Document extract =
In addition to identifying top managers, Yusko’s job involves monitoring them once they have his clients’ money in hand. This review requires a different set of questions: Are they disciplined in their investment style, or are they creeping into areas where they don’t have expertise? Are they less hungry than they were in their younger days? Has something changed in their life that has taken their focus away from the job? The following are some of the red flags he looks for.
The Red Ferrari Syndrome. The hedge fund business is lucrative, and people can change when they start making serious coin. As the cash starts to roll in, some managers get lazy or focus more attention on acquiring new toys than on investing in the markets. There are some telltale signs: Does he have a fleet of new sports cars? Is she building a fourth vacation home? Is his golf handicap dramatically lower? Yusko tells the story of a tongue-in-cheek wager that Steven Feinberg, head of New York hedge fund Cerberus Capital Management, made with him as proof he’d never succumb to the Red Ferrari Syndrome. Feinberg declared that if he ever moved out of his house in Greenwich or bought a new car, he’d double the return Yusko made on his investment in Cerberus. Yusko says technically he could have called in that bet a couple of years ago because Feinberg bought a new Chevy pickup when his old one clocked 260,000 miles. Yusko chose to overlook it.
Calling in Rich. In 2000, after George Soros’s Quantum Fund lost 20 percent in the first two weeks of April when technology stocks tumbled, Soros told investors he was going to change the way the $8.5 billion fund was managed. Much of the money in Quantum was his, and he said he was more interested in preserving capital than in making more of it. “When people have too much of their personal money in the fund, they tend to become too careful,” says Yusko. “I don’t hire these guys to be conservative.”
Personal Tragedy. “People experience tragedy and loss, and that usually impairs them—many times beyond repair,” says Yusko. An ugly divorce, for example, can take a manager’s eye off the ball, and some investors may even pull their money out of a fund until the legal battle is over. Nevertheless, Yusko says there are many examples of managers who come back stronger after a grave illness or a huge loss. In 1998, John Meriwether’s Long-Term Capital Management lost 92 percent of its money and prompted a bail-out orchestrated by the Federal Reserve. A year later, he founded JWM Partners in Greenwich, Connecticut, and has produced steady returns ever since.

Provided material =
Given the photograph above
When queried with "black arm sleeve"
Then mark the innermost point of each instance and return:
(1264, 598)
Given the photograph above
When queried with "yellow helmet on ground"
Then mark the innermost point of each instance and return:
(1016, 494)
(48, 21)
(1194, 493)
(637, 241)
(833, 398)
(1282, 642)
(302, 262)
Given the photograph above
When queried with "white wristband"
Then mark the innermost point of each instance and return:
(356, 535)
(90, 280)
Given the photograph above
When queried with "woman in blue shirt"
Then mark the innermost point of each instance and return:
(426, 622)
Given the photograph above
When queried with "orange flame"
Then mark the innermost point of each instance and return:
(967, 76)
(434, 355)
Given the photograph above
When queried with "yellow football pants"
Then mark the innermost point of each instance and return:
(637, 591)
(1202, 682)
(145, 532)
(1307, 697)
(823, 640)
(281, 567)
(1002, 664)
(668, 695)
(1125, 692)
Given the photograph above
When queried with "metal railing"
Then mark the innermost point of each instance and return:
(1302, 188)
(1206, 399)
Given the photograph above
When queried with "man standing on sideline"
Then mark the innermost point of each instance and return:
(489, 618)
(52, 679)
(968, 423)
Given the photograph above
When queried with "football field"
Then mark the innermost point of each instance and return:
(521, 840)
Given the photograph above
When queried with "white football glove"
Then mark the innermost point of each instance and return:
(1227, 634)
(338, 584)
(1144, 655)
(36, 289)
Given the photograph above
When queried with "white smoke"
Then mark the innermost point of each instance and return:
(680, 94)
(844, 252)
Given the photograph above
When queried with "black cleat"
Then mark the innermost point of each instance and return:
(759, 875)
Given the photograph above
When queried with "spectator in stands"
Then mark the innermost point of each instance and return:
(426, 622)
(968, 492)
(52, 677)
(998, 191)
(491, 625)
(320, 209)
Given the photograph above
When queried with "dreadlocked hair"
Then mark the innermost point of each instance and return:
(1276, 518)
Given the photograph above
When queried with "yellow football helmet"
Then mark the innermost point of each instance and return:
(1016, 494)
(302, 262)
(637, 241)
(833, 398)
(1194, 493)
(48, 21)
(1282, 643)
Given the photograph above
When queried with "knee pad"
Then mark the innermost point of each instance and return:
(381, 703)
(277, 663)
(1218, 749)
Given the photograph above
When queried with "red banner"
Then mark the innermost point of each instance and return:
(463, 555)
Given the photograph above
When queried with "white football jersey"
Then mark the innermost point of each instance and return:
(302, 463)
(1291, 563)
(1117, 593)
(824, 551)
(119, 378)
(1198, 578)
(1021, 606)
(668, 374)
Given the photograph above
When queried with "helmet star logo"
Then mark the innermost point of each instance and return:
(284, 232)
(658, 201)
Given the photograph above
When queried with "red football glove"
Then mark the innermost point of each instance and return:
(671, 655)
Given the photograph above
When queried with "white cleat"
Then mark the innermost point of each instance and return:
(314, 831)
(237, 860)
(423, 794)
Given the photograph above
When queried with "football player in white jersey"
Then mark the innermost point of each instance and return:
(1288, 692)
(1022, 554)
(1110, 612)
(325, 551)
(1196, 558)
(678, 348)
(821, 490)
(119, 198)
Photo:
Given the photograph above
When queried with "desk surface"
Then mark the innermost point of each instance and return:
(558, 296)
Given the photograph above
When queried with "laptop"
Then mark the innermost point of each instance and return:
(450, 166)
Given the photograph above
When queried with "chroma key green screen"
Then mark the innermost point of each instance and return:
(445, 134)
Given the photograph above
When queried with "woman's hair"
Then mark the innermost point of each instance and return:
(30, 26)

Short exercise = Extend the piece on red flags in hedge fund managers by writing what comes after its last sentence.

Answer to the problem =
WHAT MAKES A MANAGER GREAT? What separates the run-of-the-mill stock pickers from the market superstars? Brains, courage, and humility, for starters. You’re not likely to find one who lacks these strengths. Yet, what makes the managers profiled in this book most interesting is not so much what they have in common but how each is so different from the rest. Money management is far from a science, and none of these managers, even those trained by the same mentors, do what they do in exactly the same way. Some are skilled at betting on securities whose prices are tumbling, others are excellent traders, some have inexhaustible patience, others thrive on risk. The approaches they take and the choices they make are influenced and informed by their backgrounds and early successes and by their failures. Taken together, these professionals can offer considerable insight into the art of the trade.
AFTER THE CRISIS
Getting Real
“When the tide goes out, you see who’s swimming naked,” says Yusko, quoting an aphorism made famous by investor Warren Buffett. In 2008, the tide receded farther and faster than it had at any time in fifty years.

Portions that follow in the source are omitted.